Consignes:
(1) Traduisez en anglais cette phrase de l’extrait sur la séparation des pouvoirs : « La théorie classique de la séparation des pouvoirs est historiquement liée à la vie de Montesquieu dans son ouvrage «De l’esprit des lois». »
(2) Pour chaque affirmation, dites par oui ou par non si elle concorde avec l’extrait sur la séparation des pouvoirs, en citant mot pour mot les termes qui en décident : (a) Naguib Mahfouz a reçu le prix Nobel de littérature ; (b) le préambule de la Constitution citée proclame la séparation et l’équilibre des pouvoirs ; (c) la fonction de règlement des litiges constitue la fonction exécutive.

Extrait de page:
★ ★ ★ ★ ★

Le célèbre écrivain égyptien, lauréat du prix Nobel de la littérature, Naguib Mahfouz, disait dans un de ses ouvrages «Trilogie du Caire» : «A force de croire aux choses, on s’en fait une vérité plus vraie que la nature». Cette assertion fait penser à la déclaration du Président Diomaye Faye lors de son récent message à la nation sur la dissolution de l’Assemblée nationale. Ainsi, soutient-il, pour les griefs, entre autres, l’usurpation par l’Assemblée nationale de son droit de fixer la date de la Déclaration de politique générale (DPG) du Premier. Pour rappel, la séparation des pouvoirs est un principe sacro-saint consacré dans le préambule de notre Constitution en ces termes : «Notre pays proclame la séparation et l’équilibre des pouvoirs conçus et exercés à travers des procédures démocratiques.»
La théorie classique de la séparation des pouvoirs est historiquement liée à la vie de Montesquieu dans son ouvrage «De l’esprit des lois». Ce dernier, par ses écrits, a beaucoup influencé les systèmes politiques et amené les dirigeants du monde à comprendre les trois fonctions des différents régimes politiques et sur lesquelles repose la théorie classique de la séparation des pouvoirs :
- la fonction d’édiction des règles générales constitue la fonction législative ;
- la fonction d’exécution de ces règles relève de la fonction exécutive ;
- la fonction de règlement des litiges constitue la fonction juridictionnelle.

★ ★ ★ ★ ★

Données enregistrées:
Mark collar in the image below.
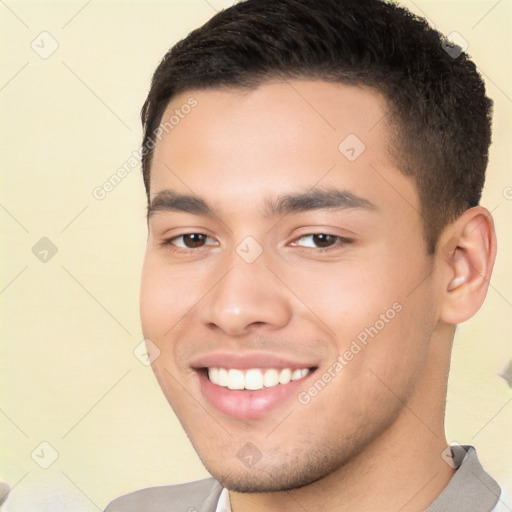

★ ★ ★ ★ ★

Réponses:
(1) The classical theory of the separation of powers is historically linked to the life of Montesquieu in his work "The Spirit of the Laws."

(2)
(a) Oui : « lauréat du prix Nobel de la littérature ».
(b) Oui : « Notre pays proclame la séparation et l’équilibre des pouvoirs ».
(c) Non : « la fonction de règlement des litiges constitue la fonction juridictionnelle ».